## Objective
In the Bitcoin forecasting text below, how many time-series are scraped from the internet?

# Forecasting in Cryptocurrencies

With an aim to predict Bitcoin volatility, I have composed an extensive literature review that shortlists the potential influencers of the Bitcoin price. 

These determinants range from a variety of categories as listed below:


* Fiat Currencies
* Public Opinion
* Blockchain Attributes
* Macro-Economical Factors

An important and very crucial aspect of this project would be to fetch the above listed datasets, and put them in a combined table format.

There's a total of 30 time-series that we scrape from the internet. The information is fetched from two major sources: 


1. BitInfoCharts

2. Yahoo Finance

We start with importing relevant libraries wherein *re, requests and BeautifulSoup* are used for scraping the website [bitinfocharts](https://bitinfocharts.com), *yfinance* makes an API call to [Yahoo Finance](https://finance.yahoo.com) and lastly *pandas* for data manipulation.

In [1]:
import re
import requests 
import pandas as pd
import yfinance as yf
from bs4 import BeautifulSoup

## Data Acquisition
### 1. BitInfoCharts

Starting with the webite bitinfocharts, it has a detailed comparison of technological features such as:

* Blockchain Attributes

    1. Mining Profitability
    2. Number of Transactions
    3. Market Capitalisation
    4. Transacation Size
        - Average
        - Median
    5. Transaction Value
        - Average
        - Median
    6. Confirmation Time
    7. Block Size
    8. Fee Reward
    9. Hash Rate
    10. Number of active-addresses
    11. Number of Bitcoins sent
    12. Mining Difficulty
    14. Amount held by top 100 addresses
    
    
* Public Opinion

    1. Number of Tweets
    2. Google Searches

Unlike most data repositories with a tabular representation, this website has interactive graphs for each attribute to show their trend with the Bitcoin price. Thus we refer [this](https://stackoverflow.com/questions/59395294/how-to-scrape-data-from-chart-on-https-bitinfocharts-com) post to fetch numerical data from the JavaScript component of the dynamic web-graphs.

In [2]:
# helper function to parse a list of string
def parse_strlist(sl):
    # remove closed brackets, comma or whitespace in a string
    clean = re.sub("[\[\],\s]","",sl)
    # split the string on inverted commas
    splitted = re.split("[\'\"]",clean)
    # store non-empty values in a list
    values_only = [s for s in splitted if s != '']
    # return this list
    return values_only

The following function takes 2 input values - the attribute name and its url. The numeric information from the graph on that webpage is extracted into a dataframe with 2 columns - date and its associated numeric value.

## Stored data
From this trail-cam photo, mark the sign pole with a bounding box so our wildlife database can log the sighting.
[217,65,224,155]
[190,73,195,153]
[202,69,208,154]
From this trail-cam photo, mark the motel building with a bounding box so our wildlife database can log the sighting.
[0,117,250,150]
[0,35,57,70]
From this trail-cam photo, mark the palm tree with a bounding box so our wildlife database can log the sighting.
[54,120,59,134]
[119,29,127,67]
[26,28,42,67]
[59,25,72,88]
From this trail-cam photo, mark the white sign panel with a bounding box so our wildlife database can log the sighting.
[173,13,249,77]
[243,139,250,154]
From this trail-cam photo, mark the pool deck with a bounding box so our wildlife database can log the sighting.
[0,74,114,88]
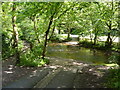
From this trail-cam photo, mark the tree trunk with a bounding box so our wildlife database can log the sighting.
[42,14,54,59]
[105,21,112,47]
[33,17,40,43]
[67,28,71,39]
[12,3,20,64]
[94,35,97,45]
[48,25,55,40]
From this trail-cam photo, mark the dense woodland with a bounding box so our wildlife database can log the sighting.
[1,2,120,88]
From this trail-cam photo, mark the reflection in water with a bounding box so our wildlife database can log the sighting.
[47,45,117,64]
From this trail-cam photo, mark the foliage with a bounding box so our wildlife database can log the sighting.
[105,69,120,88]
[1,2,119,66]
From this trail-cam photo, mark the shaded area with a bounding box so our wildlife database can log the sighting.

## Answer for the task
30